### 課題一覧
**A)** 映画紹介の文章のうち、「全編が熊本でロケされた、日本とタイの合作映画という」から始まり「アピチャッポン•ウィーラセタクン監督などから高い評価を受けている。」までの部分を、「神奈川県」を「静岡県」に置き換えて書き直してください。
**B)** リストの冒頭から「[153,67,240,104]」を含む行までを、一字一句変えずに書き写してください。画像は回答に含めないでください。

### テキスト本文
────

「アリエル王子と監視人」 稲葉雄介 監督
毎週、わたくし松崎ひろゆきが選んだ映画をご紹介しています
「キネマのススメ」。
今日ご紹介するのは、8月22日(土)Denkikanで公開となる
「アリエル王子と監視人」です。
全編が熊本でロケされた、日本とタイの合作映画という
とても新鮮なアプローチの作品です。
今日は、キャンペーンのため熊本にいらっしゃった
稲葉雄介監督をスタジオにお招きしました。
プロフィール:
1986年生まれ。神奈川県出身。東京造形大学卒。
在学中は映画監督の諏訪敦彦氏に師事。
初監督作『君とママとカウボーイ』(2010)は
シネマデジタルソウル国際映画祭など、国内外の映画祭で上映され、
アピチャッポン•ウィーラセタクン監督などから高い評価を受けている。
ドキュメンタリー映画『ちいさな、あかり』
(2013、大野隆介監督)では撮影・助監督を担当した。
俳優として、ロカルノ国際映画祭に出品された
「息を殺して」(2014、五十嵐耕平監督)などに出演している。
Q 映画「アリエル王子と監視人」についての基本情報を教えて下さい。

────

保存データ項目:
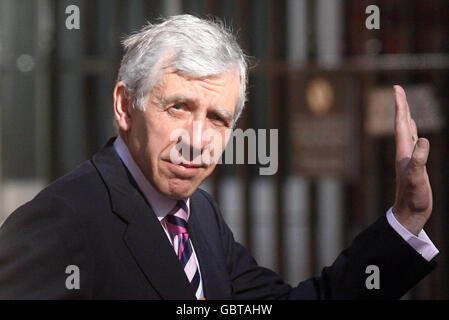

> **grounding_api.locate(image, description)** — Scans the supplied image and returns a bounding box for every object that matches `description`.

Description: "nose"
[178,117,208,164]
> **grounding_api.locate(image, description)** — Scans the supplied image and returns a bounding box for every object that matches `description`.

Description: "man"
[0,15,438,299]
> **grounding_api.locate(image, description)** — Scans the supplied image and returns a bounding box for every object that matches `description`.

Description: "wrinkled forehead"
[153,67,240,104]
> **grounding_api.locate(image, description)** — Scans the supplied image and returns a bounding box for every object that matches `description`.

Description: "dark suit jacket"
[0,139,436,299]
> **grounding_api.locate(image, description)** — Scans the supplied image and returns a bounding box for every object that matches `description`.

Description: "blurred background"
[0,0,449,299]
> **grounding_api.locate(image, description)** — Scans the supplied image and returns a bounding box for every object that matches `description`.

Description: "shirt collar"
[114,135,190,221]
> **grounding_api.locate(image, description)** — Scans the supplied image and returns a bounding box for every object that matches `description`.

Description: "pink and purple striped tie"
[165,200,204,299]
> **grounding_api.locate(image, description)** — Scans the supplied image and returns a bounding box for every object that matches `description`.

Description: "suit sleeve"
[0,196,90,299]
[200,190,436,300]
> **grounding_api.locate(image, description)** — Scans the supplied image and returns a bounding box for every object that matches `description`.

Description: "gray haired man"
[0,15,438,299]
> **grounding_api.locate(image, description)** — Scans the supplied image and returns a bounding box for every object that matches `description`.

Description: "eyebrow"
[212,107,234,122]
[160,95,234,122]
[160,95,198,105]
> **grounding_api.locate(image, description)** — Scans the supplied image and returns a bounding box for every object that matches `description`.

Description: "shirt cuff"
[387,208,439,261]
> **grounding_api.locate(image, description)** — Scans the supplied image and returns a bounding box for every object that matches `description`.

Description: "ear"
[113,81,133,132]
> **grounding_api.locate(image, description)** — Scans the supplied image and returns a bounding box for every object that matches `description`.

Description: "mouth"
[164,160,205,179]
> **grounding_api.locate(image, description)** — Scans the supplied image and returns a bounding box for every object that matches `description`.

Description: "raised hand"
[393,86,432,235]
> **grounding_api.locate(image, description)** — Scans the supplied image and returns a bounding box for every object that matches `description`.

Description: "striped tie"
[165,200,204,299]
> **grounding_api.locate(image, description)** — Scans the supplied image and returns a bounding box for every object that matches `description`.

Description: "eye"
[171,103,186,110]
[209,113,228,126]
[168,103,188,114]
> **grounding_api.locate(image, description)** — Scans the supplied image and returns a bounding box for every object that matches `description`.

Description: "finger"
[394,86,414,161]
[410,118,418,143]
[409,138,430,173]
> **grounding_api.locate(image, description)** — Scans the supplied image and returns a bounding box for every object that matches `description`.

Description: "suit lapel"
[93,139,195,300]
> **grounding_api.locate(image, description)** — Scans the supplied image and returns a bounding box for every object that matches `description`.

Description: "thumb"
[409,138,430,171]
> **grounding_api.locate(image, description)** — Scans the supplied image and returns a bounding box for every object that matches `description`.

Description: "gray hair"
[117,14,247,123]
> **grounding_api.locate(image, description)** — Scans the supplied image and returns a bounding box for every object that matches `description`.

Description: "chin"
[167,179,197,199]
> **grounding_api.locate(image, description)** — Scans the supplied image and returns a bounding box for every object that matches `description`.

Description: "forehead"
[154,70,240,105]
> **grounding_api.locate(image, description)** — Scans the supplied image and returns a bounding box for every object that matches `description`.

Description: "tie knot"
[165,200,188,235]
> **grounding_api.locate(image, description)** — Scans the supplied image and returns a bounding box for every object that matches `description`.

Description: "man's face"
[118,71,240,199]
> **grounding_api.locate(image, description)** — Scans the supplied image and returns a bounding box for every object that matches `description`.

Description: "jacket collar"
[92,138,195,300]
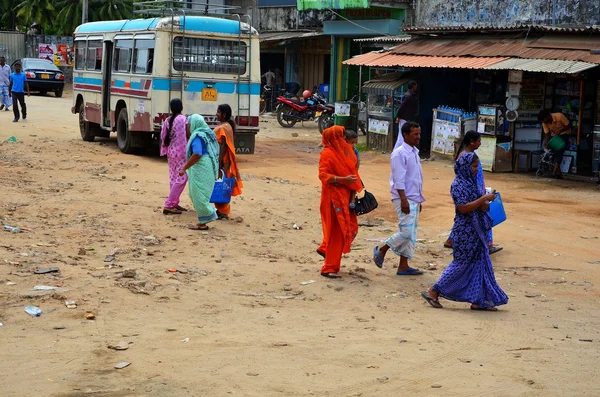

────

### 最終回答
**A)**
全編が熊本でロケされた、日本とタイの合作映画という
とても新鮮なアプローチの作品です。
今日は、キャンペーンのため熊本にいらっしゃった
稲葉雄介監督をスタジオにお招きしました。
プロフィール:
1986年生まれ。静岡県出身。東京造形大学卒。
在学中は映画監督の諏訪敦彦氏に師事。
初監督作『君とママとカウボーイ』(2010)は
シネマデジタルソウル国際映画祭など、国内外の映画祭で上映され、
アピチャッポン•ウィーラセタクン監督などから高い評価を受けている。

**B)**
> **grounding_api.locate(image, description)** — Scans the supplied image and returns a bounding box for every object that matches `description`.

Description: "nose"
[178,117,208,164]
> **grounding_api.locate(image, description)** — Scans the supplied image and returns a bounding box for every object that matches `description`.

Description: "man"
[0,15,438,299]
> **grounding_api.locate(image, description)** — Scans the supplied image and returns a bounding box for every object that matches `description`.

Description: "wrinkled forehead"
[153,67,240,104]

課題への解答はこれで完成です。